Entries taken from a collection:
[Start]

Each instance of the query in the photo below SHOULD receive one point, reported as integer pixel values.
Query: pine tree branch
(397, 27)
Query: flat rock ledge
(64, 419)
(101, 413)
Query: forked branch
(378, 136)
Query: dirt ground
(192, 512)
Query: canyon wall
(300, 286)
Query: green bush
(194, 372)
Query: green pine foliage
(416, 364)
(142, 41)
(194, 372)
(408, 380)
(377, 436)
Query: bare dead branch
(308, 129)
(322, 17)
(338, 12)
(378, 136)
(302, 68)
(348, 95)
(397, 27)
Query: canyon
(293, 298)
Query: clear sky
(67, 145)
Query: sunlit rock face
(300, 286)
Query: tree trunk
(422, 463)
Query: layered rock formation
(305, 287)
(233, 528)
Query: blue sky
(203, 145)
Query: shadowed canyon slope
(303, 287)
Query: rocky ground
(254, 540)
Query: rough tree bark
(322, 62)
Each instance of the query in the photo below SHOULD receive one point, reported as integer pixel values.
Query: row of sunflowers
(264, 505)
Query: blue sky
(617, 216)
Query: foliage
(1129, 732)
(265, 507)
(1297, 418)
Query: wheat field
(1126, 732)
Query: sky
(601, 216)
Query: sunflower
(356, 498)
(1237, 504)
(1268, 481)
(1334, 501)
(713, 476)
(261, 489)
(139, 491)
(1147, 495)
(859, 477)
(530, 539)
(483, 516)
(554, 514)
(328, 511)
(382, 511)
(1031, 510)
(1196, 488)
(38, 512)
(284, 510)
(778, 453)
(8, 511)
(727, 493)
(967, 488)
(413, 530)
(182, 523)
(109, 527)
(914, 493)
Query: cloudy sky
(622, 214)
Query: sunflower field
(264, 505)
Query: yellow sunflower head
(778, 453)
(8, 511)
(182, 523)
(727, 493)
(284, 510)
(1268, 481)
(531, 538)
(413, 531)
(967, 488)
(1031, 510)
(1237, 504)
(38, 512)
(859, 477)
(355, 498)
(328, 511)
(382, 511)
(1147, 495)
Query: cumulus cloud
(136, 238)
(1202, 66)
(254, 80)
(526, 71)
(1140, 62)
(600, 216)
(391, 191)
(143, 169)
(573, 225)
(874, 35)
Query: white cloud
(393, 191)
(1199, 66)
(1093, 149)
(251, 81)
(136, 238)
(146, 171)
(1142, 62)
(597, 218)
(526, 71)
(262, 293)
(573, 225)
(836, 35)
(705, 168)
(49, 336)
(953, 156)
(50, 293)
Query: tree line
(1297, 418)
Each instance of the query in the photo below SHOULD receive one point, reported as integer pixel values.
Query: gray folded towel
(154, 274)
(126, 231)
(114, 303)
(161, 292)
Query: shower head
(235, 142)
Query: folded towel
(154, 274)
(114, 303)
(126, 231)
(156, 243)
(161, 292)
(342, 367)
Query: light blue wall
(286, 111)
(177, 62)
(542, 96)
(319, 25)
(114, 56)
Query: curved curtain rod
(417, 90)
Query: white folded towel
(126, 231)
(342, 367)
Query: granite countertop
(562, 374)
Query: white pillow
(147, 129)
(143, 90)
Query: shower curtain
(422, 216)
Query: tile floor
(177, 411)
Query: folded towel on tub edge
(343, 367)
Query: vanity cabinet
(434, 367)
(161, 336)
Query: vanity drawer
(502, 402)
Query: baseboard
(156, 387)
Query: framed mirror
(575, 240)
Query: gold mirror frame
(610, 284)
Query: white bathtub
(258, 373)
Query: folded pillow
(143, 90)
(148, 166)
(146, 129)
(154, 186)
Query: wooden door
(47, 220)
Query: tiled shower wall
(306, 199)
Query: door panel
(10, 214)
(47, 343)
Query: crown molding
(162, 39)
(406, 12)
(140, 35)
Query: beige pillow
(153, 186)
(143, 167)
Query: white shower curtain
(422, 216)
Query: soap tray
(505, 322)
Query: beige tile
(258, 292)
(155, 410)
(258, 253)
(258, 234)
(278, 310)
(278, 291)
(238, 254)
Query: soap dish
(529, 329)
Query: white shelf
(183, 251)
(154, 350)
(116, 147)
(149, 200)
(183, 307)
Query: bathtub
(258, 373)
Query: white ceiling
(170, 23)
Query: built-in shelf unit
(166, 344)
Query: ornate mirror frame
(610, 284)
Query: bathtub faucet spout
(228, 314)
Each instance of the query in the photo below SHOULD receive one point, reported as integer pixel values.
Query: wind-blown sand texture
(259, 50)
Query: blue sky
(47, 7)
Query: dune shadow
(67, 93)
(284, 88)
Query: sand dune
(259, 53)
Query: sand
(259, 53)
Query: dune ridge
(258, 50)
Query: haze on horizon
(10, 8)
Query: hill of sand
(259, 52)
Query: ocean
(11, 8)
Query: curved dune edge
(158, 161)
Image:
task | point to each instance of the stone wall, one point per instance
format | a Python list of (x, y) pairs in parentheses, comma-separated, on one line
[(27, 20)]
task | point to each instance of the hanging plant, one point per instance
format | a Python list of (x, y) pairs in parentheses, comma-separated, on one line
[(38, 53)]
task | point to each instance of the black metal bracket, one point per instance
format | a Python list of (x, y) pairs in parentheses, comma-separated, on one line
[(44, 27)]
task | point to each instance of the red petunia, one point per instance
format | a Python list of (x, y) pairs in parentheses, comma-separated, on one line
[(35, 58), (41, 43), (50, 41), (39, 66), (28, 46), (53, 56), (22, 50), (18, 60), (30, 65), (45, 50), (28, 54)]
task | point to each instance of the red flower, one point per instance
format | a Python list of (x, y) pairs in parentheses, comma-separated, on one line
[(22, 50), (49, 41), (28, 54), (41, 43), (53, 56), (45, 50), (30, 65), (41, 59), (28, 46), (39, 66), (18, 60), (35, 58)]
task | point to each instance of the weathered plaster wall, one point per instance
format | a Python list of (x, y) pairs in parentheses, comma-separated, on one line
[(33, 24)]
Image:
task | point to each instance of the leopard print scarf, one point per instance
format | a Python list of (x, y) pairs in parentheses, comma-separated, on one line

[End]

Could you rewrite all of the material above, substituting "cliff face" for "canyon wall" and leaving everything else unchanged?

§ **Solution for this task**:
Each instance of the query in the photo below SHOULD receive one point, reported as integer pixel values.
Query: pine tree branch
(397, 27)
Query: flat rock ledge
(64, 419)
(101, 413)
Query: forked branch
(378, 136)
Query: dirt ground
(192, 512)
Query: cliff face
(300, 286)
Query: green bush
(194, 372)
Query: green pine foliage
(416, 364)
(142, 41)
(194, 372)
(408, 380)
(377, 436)
Query: bare dead branch
(308, 129)
(322, 17)
(338, 12)
(378, 136)
(302, 68)
(348, 95)
(397, 27)
Query: canyon
(293, 298)
Query: clear sky
(67, 145)
Query: sunlit rock face
(300, 286)
Query: tree trunk
(422, 463)
Query: layered rock formation
(305, 287)
(233, 528)
Query: blue sky
(203, 145)
Query: shadowed canyon slope
(303, 287)
Query: rocky ground
(254, 540)
Query: rough tree bark
(322, 62)
Each instance of the query in the photo below SHOULD receive one point, reported as integer pixel values.
Query: row of sunflowers
(264, 505)
Query: blue sky
(617, 216)
Query: foliage
(1129, 732)
(265, 507)
(1297, 418)
Query: wheat field
(1126, 732)
Query: sky
(601, 216)
Query: sunflower
(356, 498)
(1237, 504)
(1268, 481)
(1334, 501)
(713, 476)
(261, 489)
(139, 491)
(1147, 495)
(859, 477)
(530, 539)
(483, 516)
(554, 514)
(328, 511)
(382, 511)
(1031, 510)
(1196, 488)
(38, 512)
(284, 510)
(778, 453)
(8, 511)
(727, 493)
(967, 488)
(413, 530)
(182, 523)
(109, 527)
(914, 493)
Query: cloudy sky
(622, 214)
Query: sunflower field
(264, 505)
Query: yellow sunflower head
(778, 453)
(8, 511)
(182, 523)
(727, 493)
(284, 510)
(1268, 481)
(531, 538)
(413, 531)
(967, 488)
(1031, 510)
(1237, 504)
(38, 512)
(859, 477)
(355, 498)
(328, 511)
(382, 511)
(1147, 495)
Query: cumulus cloud
(136, 238)
(1202, 66)
(254, 80)
(526, 71)
(1140, 62)
(600, 216)
(391, 191)
(143, 169)
(573, 225)
(874, 35)
Query: white cloud
(393, 191)
(1199, 66)
(1093, 149)
(251, 81)
(136, 238)
(146, 171)
(1142, 62)
(597, 218)
(526, 71)
(262, 293)
(573, 225)
(836, 35)
(705, 168)
(49, 336)
(953, 156)
(50, 293)
Query: tree line
(1297, 418)
Each instance of the query in the photo below SHOULD receive one point, reported as integer pixel values.
Query: gray folded towel
(154, 274)
(126, 231)
(114, 303)
(161, 292)
Query: shower head
(235, 142)
Query: folded towel
(154, 274)
(114, 303)
(126, 231)
(156, 243)
(161, 292)
(342, 367)
Query: light blue wall
(286, 111)
(177, 62)
(542, 96)
(319, 25)
(114, 56)
Query: curved curtain rod
(417, 90)
Query: white folded towel
(126, 231)
(342, 367)
Query: granite countertop
(562, 374)
Query: white pillow
(147, 129)
(143, 90)
Query: shower curtain
(422, 216)
Query: tile floor
(177, 411)
Query: folded towel on tub edge
(343, 367)
Query: vanity cabinet
(434, 367)
(161, 336)
Query: vanity drawer
(502, 402)
Query: baseboard
(156, 387)
Query: framed mirror
(575, 240)
Query: gold mirror frame
(610, 284)
Query: white bathtub
(258, 373)
Query: folded pillow
(143, 90)
(148, 166)
(146, 129)
(154, 186)
Query: wooden door
(47, 220)
Query: tiled shower wall
(306, 199)
Query: door panel
(10, 214)
(47, 343)
Query: crown molding
(162, 39)
(406, 12)
(140, 35)
Query: beige pillow
(153, 186)
(143, 167)
Query: white shower curtain
(422, 216)
Query: soap tray
(505, 322)
Query: beige tile
(258, 292)
(155, 410)
(258, 253)
(258, 234)
(278, 310)
(278, 291)
(238, 254)
Query: soap dish
(529, 329)
Query: white shelf
(183, 251)
(154, 350)
(116, 147)
(149, 200)
(183, 307)
Query: bathtub
(258, 373)
Query: white ceiling
(170, 23)
Query: built-in shelf unit
(166, 344)
Query: ornate mirror frame
(610, 284)
Query: bathtub faucet spout
(228, 314)
Each instance of the query in the photo below SHOULD receive one point, reported as integer pixel values.
Query: wind-blown sand texture
(259, 50)
Query: blue sky
(47, 7)
Query: dune shadow
(67, 93)
(284, 88)
Query: sand dune
(259, 53)
Query: sand
(259, 53)
Query: dune ridge
(258, 50)
Query: haze on horizon
(10, 8)
Query: hill of sand
(259, 52)
Query: ocean
(11, 8)
Query: curved dune edge
(158, 161)
Image:
task | point to each instance of the stone wall, one point per instance
format | a Python list of (x, y) pairs in parentheses, comma-separated, on one line
[(27, 20)]
task | point to each instance of the hanging plant, one point per instance
format | a Python list of (x, y) pairs in parentheses, comma-separated, on one line
[(38, 53)]
task | point to each instance of the black metal bracket, one point per instance
format | a Python list of (x, y) pairs in parentheses, comma-separated, on one line
[(44, 27)]
task | point to each instance of the red petunia, one point per instance
format | a Python list of (x, y) pairs in parentheses, comma-separated, on one line
[(35, 58), (41, 43), (50, 41), (39, 66), (28, 46), (53, 56), (22, 50), (18, 60), (30, 65), (45, 50), (28, 54)]
task | point to each instance of the red flower, one point per instance
format | a Python list of (x, y) pairs in parentheses, comma-separated, on one line
[(22, 50), (49, 41), (28, 54), (41, 43), (53, 56), (45, 50), (30, 65), (41, 59), (28, 46), (39, 66), (18, 60), (35, 58)]
task | point to each instance of the weathered plaster wall, one point per instance
format | a Python list of (x, y) pairs in parentheses, comma-separated, on one line
[(33, 24)]
Image:
task | point to each instance of the leopard print scarf, one point per instance
format | a Python list of (x, y) pairs in parentheses, comma-separated, on one line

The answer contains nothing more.